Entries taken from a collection

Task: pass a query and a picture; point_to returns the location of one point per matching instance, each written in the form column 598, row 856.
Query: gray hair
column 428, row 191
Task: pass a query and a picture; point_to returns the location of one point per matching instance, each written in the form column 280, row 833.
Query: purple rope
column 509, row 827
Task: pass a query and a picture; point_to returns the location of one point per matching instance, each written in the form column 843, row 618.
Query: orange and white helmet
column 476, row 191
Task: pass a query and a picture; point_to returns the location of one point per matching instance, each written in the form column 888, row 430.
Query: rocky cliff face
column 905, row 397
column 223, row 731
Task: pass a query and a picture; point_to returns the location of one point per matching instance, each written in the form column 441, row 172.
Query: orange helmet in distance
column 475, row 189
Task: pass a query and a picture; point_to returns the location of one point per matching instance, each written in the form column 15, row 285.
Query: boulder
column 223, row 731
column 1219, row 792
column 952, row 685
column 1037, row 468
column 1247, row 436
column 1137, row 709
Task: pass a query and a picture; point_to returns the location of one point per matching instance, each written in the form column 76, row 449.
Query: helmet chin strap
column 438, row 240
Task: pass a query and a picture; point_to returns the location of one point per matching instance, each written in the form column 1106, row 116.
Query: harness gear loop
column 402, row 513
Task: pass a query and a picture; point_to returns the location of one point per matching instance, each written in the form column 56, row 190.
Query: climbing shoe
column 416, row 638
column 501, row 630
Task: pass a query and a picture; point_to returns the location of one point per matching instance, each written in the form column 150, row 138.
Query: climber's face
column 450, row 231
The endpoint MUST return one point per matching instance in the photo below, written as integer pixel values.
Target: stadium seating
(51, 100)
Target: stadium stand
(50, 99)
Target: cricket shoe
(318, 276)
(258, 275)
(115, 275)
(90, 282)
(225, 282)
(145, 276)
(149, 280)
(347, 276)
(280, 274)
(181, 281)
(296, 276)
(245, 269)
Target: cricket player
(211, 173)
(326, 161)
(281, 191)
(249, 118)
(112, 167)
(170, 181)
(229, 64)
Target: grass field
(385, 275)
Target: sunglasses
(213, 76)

(Task item): Give the exact lines, and only those, from the line containing "843, row 618." through the line containing "441, row 172." in the entries above.

(Exercise answer):
Task: pass a query and a picture; point_to returns the location of one point per matching instance, each written in the form column 843, row 618.
Query: orange and white helmet
column 476, row 191
Task: pass a query and a picture; point_to returns the location of one point per matching instance, each written in the form column 888, row 430.
Query: rocky cliff face
column 905, row 397
column 223, row 731
Task: pass a query and a picture; point_to returns the location of one point per matching instance, each written in the form column 441, row 172.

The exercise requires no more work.